Problem description: Each entry below is to be printed verbatim.
** start of Raw records **
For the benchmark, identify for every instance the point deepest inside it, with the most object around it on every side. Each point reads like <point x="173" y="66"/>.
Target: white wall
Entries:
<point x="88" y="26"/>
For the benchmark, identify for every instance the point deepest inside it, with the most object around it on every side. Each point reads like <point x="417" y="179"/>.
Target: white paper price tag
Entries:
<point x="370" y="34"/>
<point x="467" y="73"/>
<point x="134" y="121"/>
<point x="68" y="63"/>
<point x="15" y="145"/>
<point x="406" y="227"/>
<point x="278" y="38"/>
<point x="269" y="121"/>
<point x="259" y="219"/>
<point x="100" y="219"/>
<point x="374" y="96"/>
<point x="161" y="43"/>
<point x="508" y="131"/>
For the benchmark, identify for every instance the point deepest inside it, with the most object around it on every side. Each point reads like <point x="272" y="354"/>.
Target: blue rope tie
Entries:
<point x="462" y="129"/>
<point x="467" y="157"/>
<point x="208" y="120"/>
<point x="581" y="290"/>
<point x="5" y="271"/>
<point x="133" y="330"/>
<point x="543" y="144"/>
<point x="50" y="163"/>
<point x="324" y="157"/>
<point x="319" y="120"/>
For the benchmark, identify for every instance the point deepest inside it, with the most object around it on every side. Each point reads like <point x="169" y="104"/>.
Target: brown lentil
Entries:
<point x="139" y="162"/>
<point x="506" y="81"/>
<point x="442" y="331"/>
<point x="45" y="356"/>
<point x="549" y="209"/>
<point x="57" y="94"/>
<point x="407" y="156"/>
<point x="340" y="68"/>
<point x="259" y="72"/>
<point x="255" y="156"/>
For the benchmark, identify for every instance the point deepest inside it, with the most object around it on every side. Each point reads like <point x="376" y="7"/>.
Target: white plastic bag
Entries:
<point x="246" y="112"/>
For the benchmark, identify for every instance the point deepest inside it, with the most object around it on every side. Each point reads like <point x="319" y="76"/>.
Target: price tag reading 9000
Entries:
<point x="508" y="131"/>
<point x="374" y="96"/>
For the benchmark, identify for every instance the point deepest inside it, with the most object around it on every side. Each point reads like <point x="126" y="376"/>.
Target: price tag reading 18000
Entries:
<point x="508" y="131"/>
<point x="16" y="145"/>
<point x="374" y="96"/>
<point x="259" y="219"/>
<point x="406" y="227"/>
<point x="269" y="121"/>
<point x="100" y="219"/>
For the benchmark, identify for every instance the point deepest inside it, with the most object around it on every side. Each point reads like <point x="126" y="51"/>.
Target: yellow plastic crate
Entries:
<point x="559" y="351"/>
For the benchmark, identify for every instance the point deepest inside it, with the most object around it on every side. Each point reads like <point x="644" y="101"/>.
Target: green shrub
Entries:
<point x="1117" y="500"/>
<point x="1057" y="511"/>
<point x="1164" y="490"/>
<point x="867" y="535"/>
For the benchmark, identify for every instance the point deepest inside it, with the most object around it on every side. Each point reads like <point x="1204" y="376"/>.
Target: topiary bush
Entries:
** end of Raw records **
Response to this exercise:
For the benchmark, identify for every instance the point deepest inside it, with the most object around it on every side. Each point reads like <point x="173" y="66"/>.
Target: white wall
Entries:
<point x="88" y="26"/>
For the benchmark, identify for every instance the point deepest inside it, with the most object around it on every side. Each point reads like <point x="417" y="179"/>.
Target: white paper price tag
Entries:
<point x="370" y="34"/>
<point x="467" y="73"/>
<point x="134" y="121"/>
<point x="68" y="63"/>
<point x="15" y="145"/>
<point x="406" y="227"/>
<point x="278" y="38"/>
<point x="269" y="121"/>
<point x="259" y="219"/>
<point x="100" y="219"/>
<point x="374" y="96"/>
<point x="161" y="43"/>
<point x="508" y="131"/>
For the benchmark, identify for every instance the point deepest inside it, with the most object around it on every side. Each point reads like <point x="272" y="354"/>.
Target: blue rope tie
Entries:
<point x="462" y="129"/>
<point x="467" y="157"/>
<point x="208" y="120"/>
<point x="581" y="290"/>
<point x="5" y="271"/>
<point x="133" y="330"/>
<point x="543" y="144"/>
<point x="50" y="163"/>
<point x="324" y="157"/>
<point x="319" y="120"/>
For the benchmark, identify for every instance the point deepest inside it, with the most object around it on every side. Each point reads like <point x="169" y="104"/>.
Target: brown lentil
Entries:
<point x="139" y="162"/>
<point x="506" y="81"/>
<point x="442" y="331"/>
<point x="45" y="356"/>
<point x="549" y="209"/>
<point x="57" y="94"/>
<point x="407" y="156"/>
<point x="340" y="68"/>
<point x="259" y="72"/>
<point x="255" y="156"/>
For the benchmark, identify for every instance the point deepest inside it, with the most object around it on every side. Each point reads like <point x="376" y="7"/>.
Target: white plastic bag
Entries:
<point x="246" y="112"/>
For the benchmark, identify for every instance the point deepest inside it, with the most object around it on every side. Each point reads like <point x="319" y="76"/>.
Target: price tag reading 9000
Entries:
<point x="508" y="131"/>
<point x="374" y="96"/>
For the benchmark, identify for every instance the point deepest inside it, with the most object around it on every side. Each point reads like <point x="126" y="376"/>.
Target: price tag reading 18000
Entries:
<point x="508" y="131"/>
<point x="16" y="145"/>
<point x="374" y="96"/>
<point x="259" y="219"/>
<point x="406" y="227"/>
<point x="269" y="121"/>
<point x="100" y="219"/>
For the benchmark, identify for every instance the point deepest inside it, with the most object around it on every side. Each point reads like <point x="126" y="51"/>.
Target: yellow plastic crate
Entries:
<point x="559" y="351"/>
For the benchmark, identify for every instance the point deepest inside it, with the most object around it on every side. Each point reads like <point x="644" y="101"/>.
Target: green shrub
Entries:
<point x="1117" y="500"/>
<point x="1057" y="511"/>
<point x="1164" y="490"/>
<point x="867" y="535"/>
For the benchmark, identify for every instance the point deepest inside it, with the most object around it on every side. Each point reads like <point x="1204" y="376"/>.
Target: topiary bush
Entries:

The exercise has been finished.